[start of Records for processing]
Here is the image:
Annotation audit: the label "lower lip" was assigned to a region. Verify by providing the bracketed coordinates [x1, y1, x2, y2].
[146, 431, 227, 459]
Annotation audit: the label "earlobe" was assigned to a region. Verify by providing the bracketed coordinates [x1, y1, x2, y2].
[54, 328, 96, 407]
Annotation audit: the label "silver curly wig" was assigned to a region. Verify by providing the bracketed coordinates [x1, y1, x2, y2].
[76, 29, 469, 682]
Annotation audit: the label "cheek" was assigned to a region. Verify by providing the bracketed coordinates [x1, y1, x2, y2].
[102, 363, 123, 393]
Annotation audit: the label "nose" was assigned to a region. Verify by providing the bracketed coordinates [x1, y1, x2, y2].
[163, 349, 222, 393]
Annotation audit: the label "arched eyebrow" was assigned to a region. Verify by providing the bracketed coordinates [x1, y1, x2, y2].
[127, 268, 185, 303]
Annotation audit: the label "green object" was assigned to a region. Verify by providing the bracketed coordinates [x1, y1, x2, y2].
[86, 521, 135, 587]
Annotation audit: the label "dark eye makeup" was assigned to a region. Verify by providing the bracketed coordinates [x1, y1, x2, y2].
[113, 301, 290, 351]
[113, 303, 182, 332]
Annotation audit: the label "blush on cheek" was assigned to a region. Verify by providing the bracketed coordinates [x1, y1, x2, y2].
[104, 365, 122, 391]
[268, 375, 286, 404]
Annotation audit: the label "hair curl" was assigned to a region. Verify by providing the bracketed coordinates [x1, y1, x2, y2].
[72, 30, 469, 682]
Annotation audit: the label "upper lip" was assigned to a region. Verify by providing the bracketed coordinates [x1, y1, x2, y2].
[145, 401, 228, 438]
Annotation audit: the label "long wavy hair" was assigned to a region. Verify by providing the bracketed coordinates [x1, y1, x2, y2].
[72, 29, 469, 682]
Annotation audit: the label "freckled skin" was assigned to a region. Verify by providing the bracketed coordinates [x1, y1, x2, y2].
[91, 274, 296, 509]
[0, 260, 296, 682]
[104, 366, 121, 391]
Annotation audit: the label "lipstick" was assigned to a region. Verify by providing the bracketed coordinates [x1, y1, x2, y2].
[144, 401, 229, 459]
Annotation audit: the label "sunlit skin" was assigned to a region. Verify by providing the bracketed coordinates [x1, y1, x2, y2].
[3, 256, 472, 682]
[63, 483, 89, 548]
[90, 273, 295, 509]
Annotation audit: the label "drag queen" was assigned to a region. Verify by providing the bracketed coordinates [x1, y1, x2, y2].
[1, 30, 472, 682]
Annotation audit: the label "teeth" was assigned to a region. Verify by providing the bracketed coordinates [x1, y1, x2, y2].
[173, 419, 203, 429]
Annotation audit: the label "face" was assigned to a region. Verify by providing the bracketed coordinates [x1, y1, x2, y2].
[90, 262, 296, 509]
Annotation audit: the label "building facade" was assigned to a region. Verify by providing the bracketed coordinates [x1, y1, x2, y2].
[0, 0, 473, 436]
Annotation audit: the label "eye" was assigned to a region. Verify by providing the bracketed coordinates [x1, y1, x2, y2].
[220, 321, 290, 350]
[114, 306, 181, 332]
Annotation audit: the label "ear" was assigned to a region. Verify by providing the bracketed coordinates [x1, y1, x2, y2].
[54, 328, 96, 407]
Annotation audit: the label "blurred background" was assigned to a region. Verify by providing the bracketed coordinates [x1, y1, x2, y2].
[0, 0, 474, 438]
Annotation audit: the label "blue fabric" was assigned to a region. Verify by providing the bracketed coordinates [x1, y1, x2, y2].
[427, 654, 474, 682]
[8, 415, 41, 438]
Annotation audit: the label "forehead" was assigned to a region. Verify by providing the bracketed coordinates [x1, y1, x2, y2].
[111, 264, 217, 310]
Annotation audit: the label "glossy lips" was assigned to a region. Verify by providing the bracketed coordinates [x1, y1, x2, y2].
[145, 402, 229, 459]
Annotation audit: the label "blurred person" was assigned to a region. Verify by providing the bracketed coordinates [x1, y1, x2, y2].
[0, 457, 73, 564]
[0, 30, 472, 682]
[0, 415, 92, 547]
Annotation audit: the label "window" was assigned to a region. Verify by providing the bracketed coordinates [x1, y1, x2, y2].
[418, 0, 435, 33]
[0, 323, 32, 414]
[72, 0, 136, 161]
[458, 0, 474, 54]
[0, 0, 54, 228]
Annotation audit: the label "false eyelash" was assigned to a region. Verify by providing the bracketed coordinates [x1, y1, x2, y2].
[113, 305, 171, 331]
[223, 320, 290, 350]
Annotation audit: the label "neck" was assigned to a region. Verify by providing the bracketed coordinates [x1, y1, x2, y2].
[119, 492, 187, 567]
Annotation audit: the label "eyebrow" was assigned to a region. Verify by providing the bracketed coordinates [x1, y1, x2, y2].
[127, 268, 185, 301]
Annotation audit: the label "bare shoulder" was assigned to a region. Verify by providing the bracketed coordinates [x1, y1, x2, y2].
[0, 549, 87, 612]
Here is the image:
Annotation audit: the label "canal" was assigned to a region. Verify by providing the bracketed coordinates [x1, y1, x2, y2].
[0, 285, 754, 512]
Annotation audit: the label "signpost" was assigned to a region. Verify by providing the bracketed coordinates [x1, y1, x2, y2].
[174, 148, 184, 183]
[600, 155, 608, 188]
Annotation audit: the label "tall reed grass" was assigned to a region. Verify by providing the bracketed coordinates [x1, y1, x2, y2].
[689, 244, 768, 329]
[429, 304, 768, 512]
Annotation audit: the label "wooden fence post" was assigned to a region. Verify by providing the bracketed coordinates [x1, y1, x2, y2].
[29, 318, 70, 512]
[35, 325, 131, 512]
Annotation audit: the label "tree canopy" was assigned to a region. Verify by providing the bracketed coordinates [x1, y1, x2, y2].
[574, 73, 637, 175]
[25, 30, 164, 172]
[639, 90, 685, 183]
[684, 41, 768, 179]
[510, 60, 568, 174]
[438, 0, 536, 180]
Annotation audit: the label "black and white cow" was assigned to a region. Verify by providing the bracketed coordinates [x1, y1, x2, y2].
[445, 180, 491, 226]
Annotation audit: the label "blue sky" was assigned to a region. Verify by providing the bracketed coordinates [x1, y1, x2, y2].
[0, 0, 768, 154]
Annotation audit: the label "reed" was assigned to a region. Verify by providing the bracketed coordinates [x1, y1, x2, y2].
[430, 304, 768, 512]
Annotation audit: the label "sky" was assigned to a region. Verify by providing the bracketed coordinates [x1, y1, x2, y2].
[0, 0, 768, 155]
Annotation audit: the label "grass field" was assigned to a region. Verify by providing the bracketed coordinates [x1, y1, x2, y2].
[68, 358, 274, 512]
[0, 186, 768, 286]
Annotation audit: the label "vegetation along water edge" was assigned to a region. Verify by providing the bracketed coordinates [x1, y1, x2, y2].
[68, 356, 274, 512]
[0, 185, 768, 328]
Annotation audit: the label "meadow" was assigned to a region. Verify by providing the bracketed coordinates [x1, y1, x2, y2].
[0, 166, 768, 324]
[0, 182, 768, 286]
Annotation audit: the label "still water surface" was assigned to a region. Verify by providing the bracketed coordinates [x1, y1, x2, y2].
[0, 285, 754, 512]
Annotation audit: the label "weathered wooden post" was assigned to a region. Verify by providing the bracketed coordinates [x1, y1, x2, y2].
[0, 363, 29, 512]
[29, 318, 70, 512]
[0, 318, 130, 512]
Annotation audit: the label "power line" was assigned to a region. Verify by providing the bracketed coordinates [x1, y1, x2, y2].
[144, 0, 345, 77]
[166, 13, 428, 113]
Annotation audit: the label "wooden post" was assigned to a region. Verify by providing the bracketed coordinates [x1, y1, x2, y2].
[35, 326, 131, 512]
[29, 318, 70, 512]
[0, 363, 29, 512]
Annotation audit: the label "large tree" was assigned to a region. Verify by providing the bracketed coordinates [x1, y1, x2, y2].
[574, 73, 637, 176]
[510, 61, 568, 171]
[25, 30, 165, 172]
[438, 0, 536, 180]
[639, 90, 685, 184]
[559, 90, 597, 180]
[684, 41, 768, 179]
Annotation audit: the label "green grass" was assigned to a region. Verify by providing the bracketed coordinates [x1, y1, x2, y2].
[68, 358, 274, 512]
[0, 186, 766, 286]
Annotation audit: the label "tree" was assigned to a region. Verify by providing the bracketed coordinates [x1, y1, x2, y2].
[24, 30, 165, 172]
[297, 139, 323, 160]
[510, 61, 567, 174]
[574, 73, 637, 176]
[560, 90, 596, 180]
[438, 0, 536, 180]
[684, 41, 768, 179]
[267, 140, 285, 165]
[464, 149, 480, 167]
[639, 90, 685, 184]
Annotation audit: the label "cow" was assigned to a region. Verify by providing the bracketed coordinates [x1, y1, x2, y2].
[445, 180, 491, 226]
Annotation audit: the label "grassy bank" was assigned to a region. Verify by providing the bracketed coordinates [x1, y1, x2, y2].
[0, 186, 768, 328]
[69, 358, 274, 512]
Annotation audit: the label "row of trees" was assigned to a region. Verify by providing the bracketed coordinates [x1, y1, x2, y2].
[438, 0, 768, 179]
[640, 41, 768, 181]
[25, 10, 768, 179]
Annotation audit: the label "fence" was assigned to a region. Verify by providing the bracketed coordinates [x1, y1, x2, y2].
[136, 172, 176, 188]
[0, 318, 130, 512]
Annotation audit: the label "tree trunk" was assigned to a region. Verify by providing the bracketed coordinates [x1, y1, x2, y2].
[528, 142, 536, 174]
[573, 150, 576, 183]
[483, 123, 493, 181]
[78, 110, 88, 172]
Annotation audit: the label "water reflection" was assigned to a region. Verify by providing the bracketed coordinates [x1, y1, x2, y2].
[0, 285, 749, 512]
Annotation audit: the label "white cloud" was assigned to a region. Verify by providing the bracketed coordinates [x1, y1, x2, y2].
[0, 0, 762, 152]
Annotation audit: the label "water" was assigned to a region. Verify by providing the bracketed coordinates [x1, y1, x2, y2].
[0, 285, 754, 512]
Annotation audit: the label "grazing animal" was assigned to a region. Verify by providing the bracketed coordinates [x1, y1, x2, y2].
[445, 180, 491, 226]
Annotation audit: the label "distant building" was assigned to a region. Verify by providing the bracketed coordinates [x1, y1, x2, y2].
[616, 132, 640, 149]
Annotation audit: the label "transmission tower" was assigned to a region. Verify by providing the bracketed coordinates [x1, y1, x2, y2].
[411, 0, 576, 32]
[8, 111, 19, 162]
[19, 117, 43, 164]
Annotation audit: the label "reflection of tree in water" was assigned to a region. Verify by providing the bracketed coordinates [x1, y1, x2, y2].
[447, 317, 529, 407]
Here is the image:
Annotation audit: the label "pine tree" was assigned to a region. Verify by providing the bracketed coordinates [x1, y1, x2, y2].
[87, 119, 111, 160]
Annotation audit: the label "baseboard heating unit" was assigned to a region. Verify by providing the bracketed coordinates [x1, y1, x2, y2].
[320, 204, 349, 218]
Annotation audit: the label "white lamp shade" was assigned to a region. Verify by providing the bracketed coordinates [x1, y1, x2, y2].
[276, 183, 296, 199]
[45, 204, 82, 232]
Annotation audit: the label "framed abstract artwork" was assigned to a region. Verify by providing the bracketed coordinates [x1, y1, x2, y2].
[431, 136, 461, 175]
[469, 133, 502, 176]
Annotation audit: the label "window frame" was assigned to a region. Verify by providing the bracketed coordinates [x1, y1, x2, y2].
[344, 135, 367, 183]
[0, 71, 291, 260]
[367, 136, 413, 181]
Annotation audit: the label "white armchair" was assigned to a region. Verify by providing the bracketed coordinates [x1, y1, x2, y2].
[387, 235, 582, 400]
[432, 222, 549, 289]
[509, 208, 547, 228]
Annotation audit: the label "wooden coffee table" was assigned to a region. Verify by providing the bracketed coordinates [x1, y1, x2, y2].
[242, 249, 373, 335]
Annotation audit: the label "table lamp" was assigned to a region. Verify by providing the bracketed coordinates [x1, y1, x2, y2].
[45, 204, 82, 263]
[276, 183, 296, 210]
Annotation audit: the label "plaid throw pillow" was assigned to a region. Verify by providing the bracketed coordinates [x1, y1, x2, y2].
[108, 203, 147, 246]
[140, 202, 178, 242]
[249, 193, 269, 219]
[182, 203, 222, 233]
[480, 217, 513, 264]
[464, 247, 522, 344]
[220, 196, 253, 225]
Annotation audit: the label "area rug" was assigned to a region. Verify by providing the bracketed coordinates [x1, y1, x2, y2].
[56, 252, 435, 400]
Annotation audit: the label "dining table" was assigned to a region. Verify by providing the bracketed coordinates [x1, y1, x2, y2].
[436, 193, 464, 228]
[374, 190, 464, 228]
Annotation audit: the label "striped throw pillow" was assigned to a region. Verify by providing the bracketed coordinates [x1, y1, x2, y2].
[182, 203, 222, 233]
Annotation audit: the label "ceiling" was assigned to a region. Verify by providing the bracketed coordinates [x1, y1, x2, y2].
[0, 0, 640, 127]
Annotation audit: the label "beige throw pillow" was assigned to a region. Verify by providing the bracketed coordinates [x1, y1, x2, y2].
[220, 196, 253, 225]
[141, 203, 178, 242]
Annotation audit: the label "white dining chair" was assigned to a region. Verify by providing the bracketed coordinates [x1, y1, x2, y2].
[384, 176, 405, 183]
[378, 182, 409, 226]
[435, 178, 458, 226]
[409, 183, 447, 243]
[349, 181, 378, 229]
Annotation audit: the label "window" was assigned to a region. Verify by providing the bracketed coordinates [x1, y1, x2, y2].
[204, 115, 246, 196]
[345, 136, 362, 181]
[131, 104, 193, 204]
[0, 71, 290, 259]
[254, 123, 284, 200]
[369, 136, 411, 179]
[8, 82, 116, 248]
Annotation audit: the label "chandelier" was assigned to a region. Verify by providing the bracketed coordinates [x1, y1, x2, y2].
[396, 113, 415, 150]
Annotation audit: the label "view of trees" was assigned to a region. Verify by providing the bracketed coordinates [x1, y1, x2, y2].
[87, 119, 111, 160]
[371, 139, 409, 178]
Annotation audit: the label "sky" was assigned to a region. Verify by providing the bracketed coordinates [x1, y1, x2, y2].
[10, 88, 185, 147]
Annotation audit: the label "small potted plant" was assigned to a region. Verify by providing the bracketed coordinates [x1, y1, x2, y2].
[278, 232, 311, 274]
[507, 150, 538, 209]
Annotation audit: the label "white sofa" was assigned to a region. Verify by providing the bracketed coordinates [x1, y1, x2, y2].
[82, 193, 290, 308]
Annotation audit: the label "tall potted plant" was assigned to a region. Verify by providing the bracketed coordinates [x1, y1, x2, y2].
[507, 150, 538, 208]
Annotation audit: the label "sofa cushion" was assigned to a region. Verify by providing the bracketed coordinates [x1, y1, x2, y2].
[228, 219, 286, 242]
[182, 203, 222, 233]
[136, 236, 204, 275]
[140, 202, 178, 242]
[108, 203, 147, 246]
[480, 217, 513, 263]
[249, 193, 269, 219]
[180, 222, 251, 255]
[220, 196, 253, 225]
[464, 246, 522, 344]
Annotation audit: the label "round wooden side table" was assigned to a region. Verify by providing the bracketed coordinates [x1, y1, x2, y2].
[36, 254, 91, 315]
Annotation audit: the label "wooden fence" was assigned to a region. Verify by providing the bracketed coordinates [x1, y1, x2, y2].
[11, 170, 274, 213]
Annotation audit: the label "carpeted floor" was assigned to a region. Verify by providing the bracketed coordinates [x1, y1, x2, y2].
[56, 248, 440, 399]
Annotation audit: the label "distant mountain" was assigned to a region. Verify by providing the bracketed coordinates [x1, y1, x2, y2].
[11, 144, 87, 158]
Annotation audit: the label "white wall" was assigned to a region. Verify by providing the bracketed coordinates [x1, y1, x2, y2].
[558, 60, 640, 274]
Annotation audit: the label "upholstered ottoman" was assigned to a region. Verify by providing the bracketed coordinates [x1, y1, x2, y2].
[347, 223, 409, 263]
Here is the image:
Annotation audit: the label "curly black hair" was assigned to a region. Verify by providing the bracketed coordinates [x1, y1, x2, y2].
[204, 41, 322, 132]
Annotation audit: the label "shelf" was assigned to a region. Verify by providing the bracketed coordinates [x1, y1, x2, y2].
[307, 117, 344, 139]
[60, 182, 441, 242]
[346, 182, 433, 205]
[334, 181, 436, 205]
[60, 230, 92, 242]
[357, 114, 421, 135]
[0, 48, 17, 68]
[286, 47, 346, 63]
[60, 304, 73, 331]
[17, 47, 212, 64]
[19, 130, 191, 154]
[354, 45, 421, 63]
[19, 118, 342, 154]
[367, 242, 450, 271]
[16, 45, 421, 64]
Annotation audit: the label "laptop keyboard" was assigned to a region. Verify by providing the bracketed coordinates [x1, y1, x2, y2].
[end of Records for processing]
• Given problem: Reproduce the data verbatim, starting at its first line and ending with the line that contains "[86, 521, 135, 587]", with both of these lines included.

• Written solution:
Here is the image:
Annotation audit: the label "lower lip" was assigned to a region. Verify by providing the bracketed coordinates [x1, y1, x2, y2].
[146, 431, 227, 459]
Annotation audit: the label "earlobe" was assigned to a region. Verify by providing the bracketed coordinates [x1, y1, x2, y2].
[54, 328, 96, 407]
Annotation audit: the label "silver curly wig" was assigned to a region. Verify by providing the bracketed coordinates [x1, y1, x2, y2].
[76, 29, 469, 682]
Annotation audit: the label "cheek" was assigned to a region. Verify by providing the bracketed coordinates [x1, y1, x2, y2].
[102, 363, 123, 393]
Annotation audit: the label "nose" was assigned to a region. Verify by providing the bracketed coordinates [x1, y1, x2, y2].
[163, 349, 222, 393]
Annotation audit: the label "arched eyebrow" was assigned to a region. Verify by providing the bracketed coordinates [x1, y1, x2, y2].
[127, 268, 185, 303]
Annotation audit: the label "green object" was assigned to a region. Verify by providing the bracketed coordinates [x1, y1, x2, y2].
[86, 521, 135, 587]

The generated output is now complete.